[EXERCISE BRIEF]: For the data below, give again exactly the lines from the one containing "Target: rocky cliff" through the one containing "Need: a dot on every instance of the green jacket, one", both ends included, and no others.

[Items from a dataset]
=== Begin Enclosure ===
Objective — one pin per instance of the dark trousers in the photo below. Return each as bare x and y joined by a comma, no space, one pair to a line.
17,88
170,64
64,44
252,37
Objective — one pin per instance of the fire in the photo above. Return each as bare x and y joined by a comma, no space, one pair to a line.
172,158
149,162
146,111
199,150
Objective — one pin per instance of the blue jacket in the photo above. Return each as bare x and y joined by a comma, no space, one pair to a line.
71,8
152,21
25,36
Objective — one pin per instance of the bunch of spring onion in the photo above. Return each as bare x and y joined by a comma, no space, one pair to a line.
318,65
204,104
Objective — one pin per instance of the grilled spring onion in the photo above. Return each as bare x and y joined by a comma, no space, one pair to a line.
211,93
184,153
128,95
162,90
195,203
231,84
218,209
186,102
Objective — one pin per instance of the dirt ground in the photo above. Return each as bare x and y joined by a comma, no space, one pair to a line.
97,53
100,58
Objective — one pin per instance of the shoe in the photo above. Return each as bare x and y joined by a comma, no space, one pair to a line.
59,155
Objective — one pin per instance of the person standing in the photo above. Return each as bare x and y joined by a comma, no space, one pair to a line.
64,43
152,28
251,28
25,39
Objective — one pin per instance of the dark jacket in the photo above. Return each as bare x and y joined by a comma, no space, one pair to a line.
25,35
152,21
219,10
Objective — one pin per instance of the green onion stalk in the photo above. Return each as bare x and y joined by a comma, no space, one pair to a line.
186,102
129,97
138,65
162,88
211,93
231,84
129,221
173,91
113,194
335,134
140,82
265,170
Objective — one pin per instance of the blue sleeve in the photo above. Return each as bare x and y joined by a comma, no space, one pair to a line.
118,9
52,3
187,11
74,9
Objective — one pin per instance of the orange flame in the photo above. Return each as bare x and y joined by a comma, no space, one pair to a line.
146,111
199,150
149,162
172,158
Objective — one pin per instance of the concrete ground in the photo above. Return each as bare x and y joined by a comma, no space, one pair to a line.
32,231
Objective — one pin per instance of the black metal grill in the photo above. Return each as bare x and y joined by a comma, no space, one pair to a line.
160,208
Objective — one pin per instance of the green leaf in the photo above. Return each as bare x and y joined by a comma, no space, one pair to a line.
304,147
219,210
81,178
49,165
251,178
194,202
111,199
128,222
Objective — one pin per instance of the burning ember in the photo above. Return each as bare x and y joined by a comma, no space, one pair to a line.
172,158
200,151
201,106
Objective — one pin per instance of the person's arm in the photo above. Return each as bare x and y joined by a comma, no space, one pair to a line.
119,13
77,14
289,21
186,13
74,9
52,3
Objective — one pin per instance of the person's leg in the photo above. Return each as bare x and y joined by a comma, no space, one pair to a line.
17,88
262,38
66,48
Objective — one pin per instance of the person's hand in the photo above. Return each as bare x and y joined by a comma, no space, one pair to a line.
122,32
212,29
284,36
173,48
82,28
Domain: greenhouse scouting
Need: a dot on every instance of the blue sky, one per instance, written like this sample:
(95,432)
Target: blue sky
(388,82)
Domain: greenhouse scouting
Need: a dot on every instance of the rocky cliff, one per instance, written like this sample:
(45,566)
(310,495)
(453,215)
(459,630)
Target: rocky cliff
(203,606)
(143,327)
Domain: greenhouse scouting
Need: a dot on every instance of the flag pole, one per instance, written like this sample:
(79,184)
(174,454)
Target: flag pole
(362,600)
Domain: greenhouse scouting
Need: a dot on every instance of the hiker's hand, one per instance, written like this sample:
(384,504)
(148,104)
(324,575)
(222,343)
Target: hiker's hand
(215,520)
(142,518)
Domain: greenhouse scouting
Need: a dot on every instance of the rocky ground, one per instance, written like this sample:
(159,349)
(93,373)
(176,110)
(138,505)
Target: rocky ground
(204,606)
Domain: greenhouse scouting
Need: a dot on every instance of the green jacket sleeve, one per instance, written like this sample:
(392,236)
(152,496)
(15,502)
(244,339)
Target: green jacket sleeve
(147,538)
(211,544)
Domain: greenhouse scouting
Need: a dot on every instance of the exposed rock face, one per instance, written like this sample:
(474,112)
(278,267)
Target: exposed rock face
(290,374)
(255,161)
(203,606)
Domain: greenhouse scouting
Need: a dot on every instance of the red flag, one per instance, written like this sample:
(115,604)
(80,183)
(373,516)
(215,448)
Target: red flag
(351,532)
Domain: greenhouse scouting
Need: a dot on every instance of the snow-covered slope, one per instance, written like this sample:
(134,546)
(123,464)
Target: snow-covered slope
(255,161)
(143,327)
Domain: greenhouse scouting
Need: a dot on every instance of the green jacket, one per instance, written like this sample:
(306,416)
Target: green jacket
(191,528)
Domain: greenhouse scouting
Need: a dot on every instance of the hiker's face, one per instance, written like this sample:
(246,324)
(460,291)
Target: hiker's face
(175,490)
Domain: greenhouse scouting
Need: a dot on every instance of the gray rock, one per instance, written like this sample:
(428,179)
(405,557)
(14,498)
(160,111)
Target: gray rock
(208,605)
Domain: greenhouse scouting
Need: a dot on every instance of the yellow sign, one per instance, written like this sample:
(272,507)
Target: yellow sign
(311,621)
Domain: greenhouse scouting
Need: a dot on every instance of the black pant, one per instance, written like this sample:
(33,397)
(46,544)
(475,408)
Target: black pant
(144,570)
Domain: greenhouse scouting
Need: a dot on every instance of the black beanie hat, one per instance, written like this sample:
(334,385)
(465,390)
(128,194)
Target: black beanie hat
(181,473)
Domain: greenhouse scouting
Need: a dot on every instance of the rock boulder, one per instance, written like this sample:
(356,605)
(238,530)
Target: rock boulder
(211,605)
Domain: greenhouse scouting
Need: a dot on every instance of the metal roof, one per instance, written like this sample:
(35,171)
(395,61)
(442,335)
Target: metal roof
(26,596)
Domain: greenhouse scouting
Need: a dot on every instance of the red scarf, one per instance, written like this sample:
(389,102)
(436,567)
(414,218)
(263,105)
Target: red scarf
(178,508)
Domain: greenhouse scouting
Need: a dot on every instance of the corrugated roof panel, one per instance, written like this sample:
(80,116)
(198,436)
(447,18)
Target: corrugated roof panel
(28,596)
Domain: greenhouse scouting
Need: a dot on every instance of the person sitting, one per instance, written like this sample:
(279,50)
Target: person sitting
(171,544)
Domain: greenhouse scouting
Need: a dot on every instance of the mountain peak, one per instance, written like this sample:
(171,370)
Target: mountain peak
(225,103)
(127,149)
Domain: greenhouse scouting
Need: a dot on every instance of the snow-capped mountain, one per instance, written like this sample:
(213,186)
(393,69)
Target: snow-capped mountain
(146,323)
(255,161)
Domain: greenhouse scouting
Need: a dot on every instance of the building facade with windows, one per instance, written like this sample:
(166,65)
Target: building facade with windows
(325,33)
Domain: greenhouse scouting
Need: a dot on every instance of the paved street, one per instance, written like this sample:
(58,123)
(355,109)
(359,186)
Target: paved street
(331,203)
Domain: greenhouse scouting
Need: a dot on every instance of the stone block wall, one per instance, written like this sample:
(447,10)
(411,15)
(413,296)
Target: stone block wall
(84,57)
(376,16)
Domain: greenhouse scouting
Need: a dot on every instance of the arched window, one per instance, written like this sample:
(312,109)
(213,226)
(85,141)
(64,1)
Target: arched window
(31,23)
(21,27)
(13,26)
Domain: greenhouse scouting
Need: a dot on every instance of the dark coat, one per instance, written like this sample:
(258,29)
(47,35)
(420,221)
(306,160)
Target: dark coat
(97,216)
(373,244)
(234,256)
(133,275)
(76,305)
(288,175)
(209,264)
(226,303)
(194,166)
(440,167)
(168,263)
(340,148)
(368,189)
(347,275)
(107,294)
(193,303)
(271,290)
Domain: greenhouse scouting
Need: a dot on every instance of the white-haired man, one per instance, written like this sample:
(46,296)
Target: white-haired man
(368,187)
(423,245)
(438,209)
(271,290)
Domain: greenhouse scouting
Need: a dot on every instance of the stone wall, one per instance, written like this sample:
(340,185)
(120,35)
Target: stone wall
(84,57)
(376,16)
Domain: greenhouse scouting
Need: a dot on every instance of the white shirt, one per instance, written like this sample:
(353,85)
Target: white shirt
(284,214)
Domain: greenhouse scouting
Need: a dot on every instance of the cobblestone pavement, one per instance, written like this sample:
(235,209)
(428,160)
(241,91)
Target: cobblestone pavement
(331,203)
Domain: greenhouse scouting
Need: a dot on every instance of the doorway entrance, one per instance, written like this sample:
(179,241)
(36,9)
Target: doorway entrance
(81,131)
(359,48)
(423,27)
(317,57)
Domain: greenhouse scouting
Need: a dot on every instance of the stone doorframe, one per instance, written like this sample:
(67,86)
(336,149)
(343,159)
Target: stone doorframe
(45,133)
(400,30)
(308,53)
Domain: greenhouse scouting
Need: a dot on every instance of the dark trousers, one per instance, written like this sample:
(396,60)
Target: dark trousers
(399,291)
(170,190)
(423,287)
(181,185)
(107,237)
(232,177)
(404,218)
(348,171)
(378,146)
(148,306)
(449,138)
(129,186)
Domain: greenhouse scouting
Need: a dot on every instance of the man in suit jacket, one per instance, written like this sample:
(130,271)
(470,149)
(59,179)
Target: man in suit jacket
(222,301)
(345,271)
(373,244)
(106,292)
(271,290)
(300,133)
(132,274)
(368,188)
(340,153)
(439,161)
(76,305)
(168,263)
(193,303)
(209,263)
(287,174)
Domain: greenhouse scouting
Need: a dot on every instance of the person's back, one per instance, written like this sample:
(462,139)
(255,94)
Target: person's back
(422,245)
=== End Enclosure ===
[REPLY]:
Target: rocky cliff
(203,606)
(143,327)
Domain: greenhouse scouting
Need: a dot on every instance of the flag pole, one per instance, written like this sample:
(79,184)
(174,454)
Target: flag pole
(362,600)
Domain: greenhouse scouting
Need: a dot on every instance of the hiker's hand, one per instance, written like this sample:
(384,504)
(148,104)
(324,575)
(222,343)
Target: hiker's hand
(215,520)
(142,518)
Domain: greenhouse scouting
Need: a dot on every instance of the rocky ground, one per instance, written like this sample:
(159,349)
(93,373)
(176,110)
(138,505)
Target: rocky ground
(204,606)
Domain: greenhouse scouting
Need: a dot on every instance of the green jacket sleeve, one per instance, written like this sample:
(392,236)
(152,496)
(15,502)
(244,339)
Target: green jacket sleeve
(147,538)
(211,544)
Domain: greenhouse scouting
Need: a dot on every instance of the exposed rock face, one per instance, written like this sample:
(474,112)
(278,267)
Target: exposed rock face
(290,374)
(255,161)
(203,606)
Domain: greenhouse scouting
Need: a dot on every instance of the red flag, one per instance, written like this sample:
(115,604)
(80,183)
(373,516)
(215,448)
Target: red flag
(351,532)
Domain: greenhouse scouting
Need: a dot on every instance of the snow-covered slope, one per instance, written like this sample:
(134,546)
(123,464)
Target: snow-covered slope
(255,161)
(143,327)
Domain: greenhouse scouting
Need: a dot on every instance of the green jacket, one per instance, written like this sample:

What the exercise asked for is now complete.